## begin Extracted material
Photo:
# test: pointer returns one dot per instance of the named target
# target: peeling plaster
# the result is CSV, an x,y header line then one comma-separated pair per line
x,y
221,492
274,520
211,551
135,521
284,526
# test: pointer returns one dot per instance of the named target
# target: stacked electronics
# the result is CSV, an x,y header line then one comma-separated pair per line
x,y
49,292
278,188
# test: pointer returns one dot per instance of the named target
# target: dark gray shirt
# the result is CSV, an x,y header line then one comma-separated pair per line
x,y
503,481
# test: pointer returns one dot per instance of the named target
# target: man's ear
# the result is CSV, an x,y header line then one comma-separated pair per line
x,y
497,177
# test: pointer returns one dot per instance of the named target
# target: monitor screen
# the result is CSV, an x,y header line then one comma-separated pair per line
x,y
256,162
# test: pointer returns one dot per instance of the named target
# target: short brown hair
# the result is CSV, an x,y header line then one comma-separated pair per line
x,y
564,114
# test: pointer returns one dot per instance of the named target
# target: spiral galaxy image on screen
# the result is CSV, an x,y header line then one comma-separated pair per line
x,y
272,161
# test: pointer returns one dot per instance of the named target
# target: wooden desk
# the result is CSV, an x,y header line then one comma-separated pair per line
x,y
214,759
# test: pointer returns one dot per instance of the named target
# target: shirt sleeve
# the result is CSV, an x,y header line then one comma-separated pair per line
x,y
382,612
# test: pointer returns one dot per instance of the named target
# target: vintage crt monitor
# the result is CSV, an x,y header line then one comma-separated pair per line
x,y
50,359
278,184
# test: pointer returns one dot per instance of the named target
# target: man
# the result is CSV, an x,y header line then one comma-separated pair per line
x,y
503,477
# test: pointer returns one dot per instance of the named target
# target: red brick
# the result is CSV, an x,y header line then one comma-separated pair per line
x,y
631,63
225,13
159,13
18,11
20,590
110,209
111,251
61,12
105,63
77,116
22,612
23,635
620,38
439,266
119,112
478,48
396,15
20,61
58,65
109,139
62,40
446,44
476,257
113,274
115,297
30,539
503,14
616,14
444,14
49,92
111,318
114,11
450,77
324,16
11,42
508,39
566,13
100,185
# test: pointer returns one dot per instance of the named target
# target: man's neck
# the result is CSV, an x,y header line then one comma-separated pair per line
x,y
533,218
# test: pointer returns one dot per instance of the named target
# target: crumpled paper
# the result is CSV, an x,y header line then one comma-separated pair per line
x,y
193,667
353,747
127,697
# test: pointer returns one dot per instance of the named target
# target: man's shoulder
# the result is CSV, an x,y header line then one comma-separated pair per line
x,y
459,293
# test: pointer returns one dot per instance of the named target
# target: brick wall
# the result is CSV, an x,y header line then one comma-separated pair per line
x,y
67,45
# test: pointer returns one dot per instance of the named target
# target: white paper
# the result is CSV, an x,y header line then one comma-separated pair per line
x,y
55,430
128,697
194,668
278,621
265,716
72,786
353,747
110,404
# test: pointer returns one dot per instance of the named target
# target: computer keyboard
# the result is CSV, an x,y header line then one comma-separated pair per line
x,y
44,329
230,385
## end Extracted material
◆ **Job**: Please copy out each record, character for character.

◆ **Task solution**:
Photo:
# test: pointer returns one dot per instance of the named target
# target: peeling plaster
# the result is CSV, an x,y header line then one comma-separated pair per line
x,y
221,492
274,520
211,551
135,521
284,526
# test: pointer returns one dot per instance of the named target
# target: stacked electronics
# the result is CSV, an x,y header line then one comma-separated pair per line
x,y
49,292
278,188
# test: pointer returns one dot per instance of the named target
# target: dark gray shirt
# the result is CSV, an x,y header line then one comma-separated pair per line
x,y
503,481
# test: pointer returns one dot per instance of the named target
# target: man's ear
# the result is CSV, an x,y header line then one comma-separated pair per line
x,y
497,177
# test: pointer returns one dot per instance of the named target
# target: monitor screen
# the result is CSV, an x,y header line then one comma-separated pair per line
x,y
256,162
# test: pointer returns one dot per instance of the named target
# target: short brown hair
# the result is CSV, an x,y header line then one comma-separated pair per line
x,y
564,114
# test: pointer returns one dot per instance of the named target
# target: spiral galaxy image on screen
# the result is CSV, an x,y header line then one comma-separated pair per line
x,y
272,161
# test: pointer returns one dot per instance of the named target
# target: wooden desk
# the result is CSV, an x,y header line then one comma-separated pair per line
x,y
214,759
# test: pointer returns one dot per instance of the named target
# target: shirt sleeve
# the result is CSV, an x,y header line then one comma-separated pair per line
x,y
382,612
# test: pointer returns one dot per instance of the named target
# target: vintage crt monitor
# the result is CSV, an x,y header line then one comma-separated pair per line
x,y
50,359
278,184
# test: pointer returns one dot per instance of the named target
# target: man
# the result is CSV, an x,y header line then one comma-separated pair per line
x,y
503,477
# test: pointer returns one dot per instance of the named target
# target: red brick
# the result is CSV, an x,y header line then one comma-separated pair per line
x,y
631,63
225,13
159,13
18,11
20,590
110,209
111,251
61,12
105,63
77,116
22,612
23,635
620,38
439,266
119,112
478,48
396,15
20,61
58,65
109,139
62,40
446,44
476,257
113,274
115,297
30,539
503,14
616,14
444,14
49,92
111,318
114,11
450,77
324,16
11,42
508,39
566,13
100,185
# test: pointer returns one dot per instance of the named target
# target: man's neck
# the result is CSV, an x,y header line then one comma-separated pair per line
x,y
533,218
# test: pointer returns one dot per instance of the named target
# target: crumpled paper
# the result is CSV, an x,y header line then one comma-separated pair per line
x,y
193,667
353,747
127,697
# test: pointer returns one dot per instance of the named target
# target: man's shoulder
# the result is CSV, an x,y header line then one comma-separated pair per line
x,y
459,293
# test: pointer returns one dot per instance of the named target
# target: brick wall
# the result is CSV, an x,y header line then one comma-separated pair per line
x,y
67,45
# test: pointer returns one dot per instance of the named target
# target: white paper
# the result is CSV, an x,y header line then one comma-separated pair per line
x,y
55,430
128,697
194,668
278,621
265,716
72,786
353,747
110,404
# test: pointer returns one dot per instance of the named target
# target: computer keyboard
# the result is CSV, an x,y header line then one comma-separated pair per line
x,y
44,329
230,385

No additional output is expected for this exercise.